Cuando más somos educados, menos flexible tenemos el pensamiento. Es como mirar el mundo a través de un tubo. El amplio universo se constriñe a un pequeño mundo.
Cuanto más nos formamos más nos adentramos en ese pequeño mundo, más detalles captamos, pero sólo de ese limitado escenario. Cada nuevo aprendizaje, cada nuevo paso es como si aumentáramos la potencia del microscopio por el que miramos por el tubo.
Nos hacemos expertos en ese microcosmos, al igual que el resto de las personas, y nos olvidamos de que existe mucho más allá de nuestra condicionada visión.
Para un mago, un poco conocedor de las debilidades de nuestra arrogante mente, será muy fácil colocar la trampa, el secreto, lejos de las miradas de dicha mente. Bastaría con que el truco estuviera fuera del tubo de visión donde se concentra el pensamiento habitual al que la sociedad nos ha obligado a ceñirnos.
Nuestra mente analítica usaría sus más potentes conocimientos, su experiencia, mirando cualquier detalle que le ayude a descubrir la trampa, el problema es que mira en el lugar equivocado.
No sabe mirar en otro sitio, no está acostumbrado, nadie le ha enseñado a ello. No es fácil, no es lo habitual, no es cómodo para la mente automática. Hay que abandonar los años y años de pensamiento prestado y volver a pensar como cuando éramos niños, vírgenes, sin prejuicios, sin surcos, libres.
Nuestra mente debe arrojar lo más lejos posible el tubito que ha fabricado con tanto esfuerzo, o mejor aún, guardarlo para más propicia ocasión. Y mirar de forma original en otros lugares, luchar contra los surcos que llevan sus pensamientos una y otra vez a los mismos callejones sin salida.
No hay que olvidar que el mago es una persona igual que nosotros, tan sólo nos ha planteado un problema no habitual. Y además no suele ser sumamente original, no suele ser difícil de averiguar.
Los grandes magos suelen hacer juegos de soluciones sencillas; en esto radica la belleza de nuestro arte. No puede ser tan difícil descubrir el secreto del mago.

PREGUNTAS DE COMPRENSIÓN:
1. Según la lectura, ¿cómo suelen ser las soluciones de los juegos que hacen los grandes magos?
2. Reproduce sin cambios el fragmento de la lectura que empieza con las palabras que contienen "Nuestra mente analítica" y termina con "el lugar equivocado.".

MATERIAL DE ESTUDIO:

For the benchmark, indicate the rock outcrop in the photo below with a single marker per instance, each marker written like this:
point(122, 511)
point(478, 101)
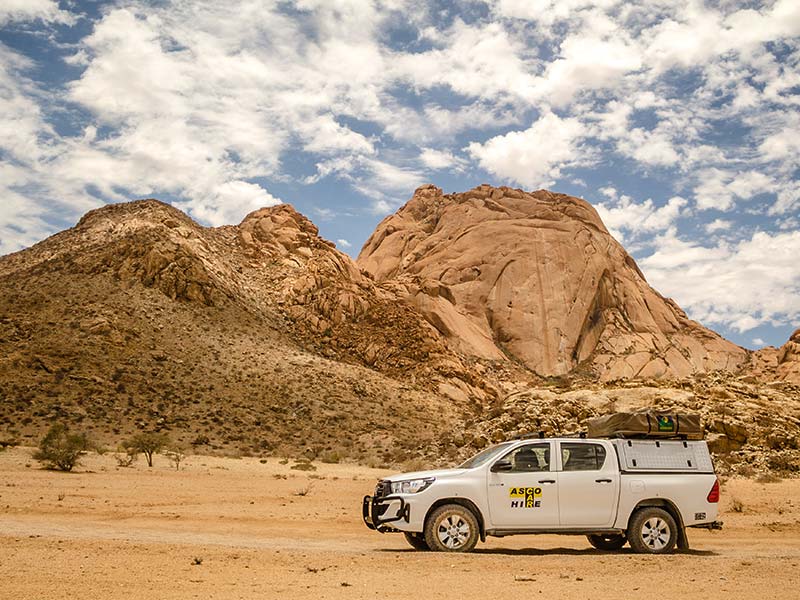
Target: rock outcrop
point(788, 368)
point(536, 277)
point(263, 338)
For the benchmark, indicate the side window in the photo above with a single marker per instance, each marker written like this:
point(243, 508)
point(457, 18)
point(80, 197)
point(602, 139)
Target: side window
point(582, 457)
point(529, 458)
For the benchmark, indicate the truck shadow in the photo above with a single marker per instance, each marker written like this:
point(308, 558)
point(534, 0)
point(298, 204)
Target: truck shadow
point(578, 552)
point(558, 552)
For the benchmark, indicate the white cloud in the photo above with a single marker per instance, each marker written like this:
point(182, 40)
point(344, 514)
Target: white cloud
point(30, 10)
point(627, 219)
point(588, 62)
point(719, 189)
point(533, 157)
point(230, 202)
point(741, 286)
point(718, 225)
point(441, 159)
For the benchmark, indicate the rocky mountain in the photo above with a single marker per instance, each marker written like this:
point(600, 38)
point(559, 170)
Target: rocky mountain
point(466, 319)
point(536, 277)
point(259, 337)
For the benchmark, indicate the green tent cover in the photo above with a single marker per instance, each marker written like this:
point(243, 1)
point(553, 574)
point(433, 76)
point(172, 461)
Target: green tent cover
point(648, 424)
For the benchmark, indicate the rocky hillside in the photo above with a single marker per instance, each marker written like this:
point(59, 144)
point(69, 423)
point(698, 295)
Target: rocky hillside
point(256, 338)
point(467, 318)
point(536, 277)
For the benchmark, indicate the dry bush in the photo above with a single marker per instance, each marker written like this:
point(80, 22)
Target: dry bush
point(176, 456)
point(146, 443)
point(125, 459)
point(60, 449)
point(304, 491)
point(303, 465)
point(768, 478)
point(332, 457)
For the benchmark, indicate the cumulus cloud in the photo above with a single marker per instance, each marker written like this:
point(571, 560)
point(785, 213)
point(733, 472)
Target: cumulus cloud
point(741, 286)
point(441, 159)
point(30, 10)
point(216, 105)
point(533, 157)
point(627, 219)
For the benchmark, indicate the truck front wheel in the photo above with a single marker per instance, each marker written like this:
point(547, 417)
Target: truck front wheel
point(613, 541)
point(451, 528)
point(652, 531)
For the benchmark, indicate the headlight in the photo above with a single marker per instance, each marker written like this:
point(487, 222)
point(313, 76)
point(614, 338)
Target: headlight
point(412, 486)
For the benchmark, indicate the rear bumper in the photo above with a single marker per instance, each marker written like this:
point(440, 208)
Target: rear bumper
point(714, 525)
point(378, 513)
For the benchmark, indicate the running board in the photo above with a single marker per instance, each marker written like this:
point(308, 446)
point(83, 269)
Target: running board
point(563, 531)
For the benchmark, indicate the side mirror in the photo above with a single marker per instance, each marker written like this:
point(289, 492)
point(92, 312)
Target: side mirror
point(502, 466)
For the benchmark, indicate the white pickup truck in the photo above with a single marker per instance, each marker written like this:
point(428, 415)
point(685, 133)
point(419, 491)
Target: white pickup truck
point(643, 492)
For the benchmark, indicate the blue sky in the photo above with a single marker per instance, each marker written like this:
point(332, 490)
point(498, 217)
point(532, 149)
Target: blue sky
point(677, 120)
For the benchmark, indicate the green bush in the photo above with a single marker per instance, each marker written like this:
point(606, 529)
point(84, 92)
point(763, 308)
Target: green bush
point(146, 443)
point(60, 449)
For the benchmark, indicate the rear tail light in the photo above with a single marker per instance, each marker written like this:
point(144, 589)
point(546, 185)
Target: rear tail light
point(713, 495)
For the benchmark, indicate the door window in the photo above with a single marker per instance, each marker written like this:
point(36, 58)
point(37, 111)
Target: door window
point(530, 458)
point(582, 457)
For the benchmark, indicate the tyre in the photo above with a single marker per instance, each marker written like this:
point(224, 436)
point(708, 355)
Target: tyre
point(416, 540)
point(451, 528)
point(652, 531)
point(607, 541)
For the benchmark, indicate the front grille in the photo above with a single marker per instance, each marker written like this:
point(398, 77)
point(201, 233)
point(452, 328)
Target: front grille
point(382, 489)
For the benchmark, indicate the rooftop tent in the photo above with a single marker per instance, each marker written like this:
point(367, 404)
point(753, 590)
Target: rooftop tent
point(646, 424)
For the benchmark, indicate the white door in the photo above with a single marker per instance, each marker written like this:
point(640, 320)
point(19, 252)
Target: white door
point(588, 484)
point(526, 495)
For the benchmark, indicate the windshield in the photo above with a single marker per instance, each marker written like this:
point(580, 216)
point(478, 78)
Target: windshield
point(484, 456)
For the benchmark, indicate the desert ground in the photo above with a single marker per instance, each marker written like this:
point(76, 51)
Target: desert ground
point(245, 528)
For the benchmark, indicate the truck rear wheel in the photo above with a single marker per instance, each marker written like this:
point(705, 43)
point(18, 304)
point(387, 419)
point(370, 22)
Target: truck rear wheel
point(605, 541)
point(417, 540)
point(652, 531)
point(451, 528)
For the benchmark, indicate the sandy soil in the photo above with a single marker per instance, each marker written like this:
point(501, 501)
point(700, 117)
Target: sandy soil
point(262, 530)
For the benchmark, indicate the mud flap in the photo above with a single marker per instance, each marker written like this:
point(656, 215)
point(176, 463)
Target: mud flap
point(683, 539)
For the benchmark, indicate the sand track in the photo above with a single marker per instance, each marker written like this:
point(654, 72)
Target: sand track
point(266, 531)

RESPUESTAS POR TAREA:
1. Sencillas.

2.
Nuestra mente analítica usaría sus más potentes conocimientos, su experiencia, mirando cualquier detalle que le ayude a descubrir la trampa, el problema es que mira en el lugar equivocado.